Work instructions =>
The required result is every line of the records that includes "positive".

The records =>
= Beginning of Section =
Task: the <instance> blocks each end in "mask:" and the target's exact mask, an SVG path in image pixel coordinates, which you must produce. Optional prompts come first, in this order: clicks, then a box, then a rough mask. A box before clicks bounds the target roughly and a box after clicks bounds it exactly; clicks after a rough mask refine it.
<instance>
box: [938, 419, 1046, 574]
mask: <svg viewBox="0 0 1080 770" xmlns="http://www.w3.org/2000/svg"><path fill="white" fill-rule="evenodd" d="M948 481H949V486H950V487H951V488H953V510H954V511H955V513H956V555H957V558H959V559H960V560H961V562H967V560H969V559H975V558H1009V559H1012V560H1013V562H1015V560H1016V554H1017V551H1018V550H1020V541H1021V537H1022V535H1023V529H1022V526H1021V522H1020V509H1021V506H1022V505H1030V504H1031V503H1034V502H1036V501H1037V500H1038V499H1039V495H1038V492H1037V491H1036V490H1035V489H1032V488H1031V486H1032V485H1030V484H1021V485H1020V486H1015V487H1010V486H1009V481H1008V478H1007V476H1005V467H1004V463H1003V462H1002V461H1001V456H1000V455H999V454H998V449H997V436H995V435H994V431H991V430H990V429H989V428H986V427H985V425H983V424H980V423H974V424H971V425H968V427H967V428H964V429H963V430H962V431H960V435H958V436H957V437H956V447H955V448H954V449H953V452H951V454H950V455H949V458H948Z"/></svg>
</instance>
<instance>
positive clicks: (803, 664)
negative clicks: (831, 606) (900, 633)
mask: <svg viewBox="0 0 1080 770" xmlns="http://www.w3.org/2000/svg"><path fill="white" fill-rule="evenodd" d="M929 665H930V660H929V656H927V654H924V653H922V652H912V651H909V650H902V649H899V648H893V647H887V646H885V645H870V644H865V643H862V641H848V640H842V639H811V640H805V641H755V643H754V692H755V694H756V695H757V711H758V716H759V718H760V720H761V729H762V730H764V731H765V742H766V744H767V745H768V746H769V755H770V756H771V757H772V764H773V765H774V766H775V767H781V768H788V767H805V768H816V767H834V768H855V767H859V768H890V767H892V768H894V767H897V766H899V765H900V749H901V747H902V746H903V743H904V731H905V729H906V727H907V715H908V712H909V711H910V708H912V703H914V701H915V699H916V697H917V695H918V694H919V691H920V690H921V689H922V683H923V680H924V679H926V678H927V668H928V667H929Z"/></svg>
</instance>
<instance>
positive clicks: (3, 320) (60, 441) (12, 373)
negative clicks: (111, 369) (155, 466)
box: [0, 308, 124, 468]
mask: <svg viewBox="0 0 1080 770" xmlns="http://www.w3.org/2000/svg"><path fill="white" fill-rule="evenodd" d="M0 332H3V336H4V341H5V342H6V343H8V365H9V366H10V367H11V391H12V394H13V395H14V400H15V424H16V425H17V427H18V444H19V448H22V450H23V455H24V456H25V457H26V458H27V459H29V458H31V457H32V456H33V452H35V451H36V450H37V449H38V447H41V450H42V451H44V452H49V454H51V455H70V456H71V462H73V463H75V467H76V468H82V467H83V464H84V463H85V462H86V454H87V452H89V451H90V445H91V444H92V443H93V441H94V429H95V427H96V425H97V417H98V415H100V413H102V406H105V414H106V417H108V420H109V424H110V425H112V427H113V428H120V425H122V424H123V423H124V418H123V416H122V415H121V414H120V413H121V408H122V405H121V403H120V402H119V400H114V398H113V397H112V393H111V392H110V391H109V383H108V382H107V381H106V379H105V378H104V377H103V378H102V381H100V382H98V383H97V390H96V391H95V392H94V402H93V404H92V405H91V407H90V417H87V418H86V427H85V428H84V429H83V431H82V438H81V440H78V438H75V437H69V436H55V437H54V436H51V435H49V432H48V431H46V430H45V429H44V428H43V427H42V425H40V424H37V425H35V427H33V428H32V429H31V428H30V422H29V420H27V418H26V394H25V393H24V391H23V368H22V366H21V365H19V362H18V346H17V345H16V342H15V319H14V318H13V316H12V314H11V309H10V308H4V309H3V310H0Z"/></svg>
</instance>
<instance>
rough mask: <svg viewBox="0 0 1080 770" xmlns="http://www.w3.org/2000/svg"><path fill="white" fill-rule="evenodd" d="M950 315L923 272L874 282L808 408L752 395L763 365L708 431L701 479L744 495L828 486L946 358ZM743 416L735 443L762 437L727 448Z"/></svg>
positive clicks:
= End of Section =
Solution to this problem =>
positive clicks: (803, 664)
positive clicks: (3, 320) (60, 441) (12, 373)
positive clicks:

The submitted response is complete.